* [WORK TO DO]: In the listing below, find the line containing "Each instance receives one keypoint. Mark the car rear wheel". Write out that line and every line after it to the end, exactly and only those.

(Object position labeling entries)
#####
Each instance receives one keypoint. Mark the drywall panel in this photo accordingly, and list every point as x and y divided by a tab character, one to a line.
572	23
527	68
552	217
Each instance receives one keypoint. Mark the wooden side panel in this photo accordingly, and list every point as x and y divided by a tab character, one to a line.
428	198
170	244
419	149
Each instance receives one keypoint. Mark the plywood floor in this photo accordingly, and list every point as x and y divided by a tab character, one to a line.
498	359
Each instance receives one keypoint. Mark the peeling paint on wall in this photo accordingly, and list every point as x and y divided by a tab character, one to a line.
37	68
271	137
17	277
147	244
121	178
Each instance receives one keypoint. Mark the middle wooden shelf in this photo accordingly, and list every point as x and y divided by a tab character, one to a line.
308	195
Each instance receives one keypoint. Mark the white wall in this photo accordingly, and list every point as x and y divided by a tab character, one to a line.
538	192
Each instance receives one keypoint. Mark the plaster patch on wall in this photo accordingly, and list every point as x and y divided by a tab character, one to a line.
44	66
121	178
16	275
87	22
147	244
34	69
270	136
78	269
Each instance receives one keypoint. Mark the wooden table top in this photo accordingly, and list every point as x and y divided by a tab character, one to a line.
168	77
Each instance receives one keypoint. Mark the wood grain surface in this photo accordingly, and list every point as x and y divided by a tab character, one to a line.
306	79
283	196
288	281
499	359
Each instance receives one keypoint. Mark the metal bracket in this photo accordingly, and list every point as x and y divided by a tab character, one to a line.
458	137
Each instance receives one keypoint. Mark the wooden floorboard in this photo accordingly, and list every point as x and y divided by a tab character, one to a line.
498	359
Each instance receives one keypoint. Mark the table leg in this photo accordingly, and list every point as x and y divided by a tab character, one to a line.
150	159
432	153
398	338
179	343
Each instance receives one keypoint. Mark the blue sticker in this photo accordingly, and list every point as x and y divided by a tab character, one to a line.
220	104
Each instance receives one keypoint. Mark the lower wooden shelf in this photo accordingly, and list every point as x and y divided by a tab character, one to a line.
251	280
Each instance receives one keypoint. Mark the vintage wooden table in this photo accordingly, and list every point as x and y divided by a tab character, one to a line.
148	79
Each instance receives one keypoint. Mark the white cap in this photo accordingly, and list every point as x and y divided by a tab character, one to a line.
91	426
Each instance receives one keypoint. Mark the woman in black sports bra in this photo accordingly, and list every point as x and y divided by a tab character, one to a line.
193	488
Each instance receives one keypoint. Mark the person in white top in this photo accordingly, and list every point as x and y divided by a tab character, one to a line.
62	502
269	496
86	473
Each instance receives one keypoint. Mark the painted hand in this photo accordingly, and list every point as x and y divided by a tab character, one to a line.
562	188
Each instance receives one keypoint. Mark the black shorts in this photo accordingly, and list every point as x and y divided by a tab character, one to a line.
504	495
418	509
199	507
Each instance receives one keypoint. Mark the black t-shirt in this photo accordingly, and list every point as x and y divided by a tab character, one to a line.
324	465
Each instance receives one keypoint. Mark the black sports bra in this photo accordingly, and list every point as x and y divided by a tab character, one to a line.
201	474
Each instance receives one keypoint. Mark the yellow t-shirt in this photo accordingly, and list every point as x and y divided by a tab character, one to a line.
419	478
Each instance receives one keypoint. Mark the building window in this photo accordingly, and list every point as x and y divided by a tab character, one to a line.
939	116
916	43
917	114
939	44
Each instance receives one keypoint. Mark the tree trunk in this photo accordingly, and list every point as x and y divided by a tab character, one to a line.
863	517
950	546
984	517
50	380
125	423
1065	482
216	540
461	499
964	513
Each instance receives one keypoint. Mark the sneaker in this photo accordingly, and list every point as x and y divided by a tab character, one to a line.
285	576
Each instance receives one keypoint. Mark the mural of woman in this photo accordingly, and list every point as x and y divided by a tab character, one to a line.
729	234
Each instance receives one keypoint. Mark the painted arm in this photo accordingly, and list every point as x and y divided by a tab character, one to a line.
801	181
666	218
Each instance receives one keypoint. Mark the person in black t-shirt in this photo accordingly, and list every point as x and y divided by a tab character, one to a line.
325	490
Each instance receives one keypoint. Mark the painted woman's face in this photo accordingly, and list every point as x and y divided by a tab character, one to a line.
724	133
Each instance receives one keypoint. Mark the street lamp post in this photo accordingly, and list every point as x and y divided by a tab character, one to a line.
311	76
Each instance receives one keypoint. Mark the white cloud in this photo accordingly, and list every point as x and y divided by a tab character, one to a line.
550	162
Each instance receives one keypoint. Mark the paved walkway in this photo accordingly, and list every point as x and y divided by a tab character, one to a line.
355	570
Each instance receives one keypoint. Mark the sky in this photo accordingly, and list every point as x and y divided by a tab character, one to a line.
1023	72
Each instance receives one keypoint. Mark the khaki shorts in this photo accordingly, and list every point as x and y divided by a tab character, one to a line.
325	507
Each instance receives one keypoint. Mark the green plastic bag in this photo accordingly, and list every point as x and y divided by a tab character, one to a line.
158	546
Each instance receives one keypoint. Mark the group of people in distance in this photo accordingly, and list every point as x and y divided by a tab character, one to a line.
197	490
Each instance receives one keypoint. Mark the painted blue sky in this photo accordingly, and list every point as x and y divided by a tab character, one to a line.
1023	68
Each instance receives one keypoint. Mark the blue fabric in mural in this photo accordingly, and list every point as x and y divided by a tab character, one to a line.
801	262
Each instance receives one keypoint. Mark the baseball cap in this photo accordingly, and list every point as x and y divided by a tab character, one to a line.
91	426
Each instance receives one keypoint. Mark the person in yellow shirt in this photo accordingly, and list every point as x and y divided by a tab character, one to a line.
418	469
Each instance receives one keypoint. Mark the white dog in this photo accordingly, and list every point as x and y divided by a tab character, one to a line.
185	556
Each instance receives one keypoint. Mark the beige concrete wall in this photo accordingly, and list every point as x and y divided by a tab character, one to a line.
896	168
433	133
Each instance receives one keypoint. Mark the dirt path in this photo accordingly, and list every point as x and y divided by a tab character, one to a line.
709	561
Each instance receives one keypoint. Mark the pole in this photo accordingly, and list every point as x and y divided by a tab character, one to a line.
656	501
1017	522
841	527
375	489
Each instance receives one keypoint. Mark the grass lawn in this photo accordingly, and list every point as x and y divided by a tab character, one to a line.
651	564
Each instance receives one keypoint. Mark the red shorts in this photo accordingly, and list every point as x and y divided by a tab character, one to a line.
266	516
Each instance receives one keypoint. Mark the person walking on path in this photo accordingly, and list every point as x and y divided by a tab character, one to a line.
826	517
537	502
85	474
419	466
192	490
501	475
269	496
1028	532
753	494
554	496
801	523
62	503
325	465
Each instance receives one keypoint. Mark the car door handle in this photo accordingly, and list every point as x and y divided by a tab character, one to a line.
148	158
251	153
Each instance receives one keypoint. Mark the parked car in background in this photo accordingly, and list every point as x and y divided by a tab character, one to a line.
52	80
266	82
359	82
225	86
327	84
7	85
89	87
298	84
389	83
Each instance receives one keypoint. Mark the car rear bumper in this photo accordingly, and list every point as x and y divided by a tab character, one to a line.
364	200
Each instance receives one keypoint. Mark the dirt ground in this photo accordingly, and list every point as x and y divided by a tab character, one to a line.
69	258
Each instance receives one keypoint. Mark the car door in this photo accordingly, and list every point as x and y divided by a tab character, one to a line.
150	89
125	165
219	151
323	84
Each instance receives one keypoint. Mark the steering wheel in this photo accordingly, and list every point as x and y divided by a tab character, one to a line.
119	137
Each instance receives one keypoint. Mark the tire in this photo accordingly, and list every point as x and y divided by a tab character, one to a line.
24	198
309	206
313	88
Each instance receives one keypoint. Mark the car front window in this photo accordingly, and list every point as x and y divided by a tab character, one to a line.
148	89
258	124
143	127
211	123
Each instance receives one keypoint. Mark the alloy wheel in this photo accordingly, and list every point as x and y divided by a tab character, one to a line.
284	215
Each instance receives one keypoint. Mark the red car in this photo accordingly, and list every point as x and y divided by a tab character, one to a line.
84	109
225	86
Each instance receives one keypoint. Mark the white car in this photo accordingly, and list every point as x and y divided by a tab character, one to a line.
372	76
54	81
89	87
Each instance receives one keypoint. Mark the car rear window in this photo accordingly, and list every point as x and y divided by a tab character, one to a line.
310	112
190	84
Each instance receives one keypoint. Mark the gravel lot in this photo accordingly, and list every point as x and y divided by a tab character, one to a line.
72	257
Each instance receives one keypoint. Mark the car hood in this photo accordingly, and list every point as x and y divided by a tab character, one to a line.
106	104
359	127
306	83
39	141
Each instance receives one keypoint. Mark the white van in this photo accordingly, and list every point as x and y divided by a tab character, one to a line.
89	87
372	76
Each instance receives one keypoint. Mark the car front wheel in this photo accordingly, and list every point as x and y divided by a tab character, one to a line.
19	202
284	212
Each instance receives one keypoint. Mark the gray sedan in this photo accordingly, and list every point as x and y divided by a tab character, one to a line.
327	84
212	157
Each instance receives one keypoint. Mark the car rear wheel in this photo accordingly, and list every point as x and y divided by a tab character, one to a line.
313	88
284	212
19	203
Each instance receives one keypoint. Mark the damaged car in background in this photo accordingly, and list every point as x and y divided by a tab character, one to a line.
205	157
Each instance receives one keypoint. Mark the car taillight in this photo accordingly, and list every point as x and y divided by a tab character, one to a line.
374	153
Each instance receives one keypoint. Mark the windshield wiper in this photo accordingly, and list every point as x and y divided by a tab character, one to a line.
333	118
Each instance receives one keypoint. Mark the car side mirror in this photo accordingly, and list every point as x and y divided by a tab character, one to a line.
#####
* [WRITTEN REPLY]:
Each instance receives one keypoint. Mark the car rear wheel in this photo accordingly, and list every point as x and y divided by a tab character, one to a line.
313	88
284	212
19	203
Each instance receives one keypoint. Mark the damaged car in background in this photo accordingly, and list every point as x and y divided by a tab character, one to a line.
205	157
Each instance receives one keypoint. Mark the car taillight in this photo accordingly, and list every point as x and y divided by a tab character, one to a line.
374	153
Each instance receives one keypoint. Mark the windshield wiper in this photo accordingly, and list every point as x and y divided by a tab character, one to a line.
333	118
Each instance receives one keypoint. Mark the car side mirror in this photo accordingly, and list every point as x and y divided by a tab character, one to a line.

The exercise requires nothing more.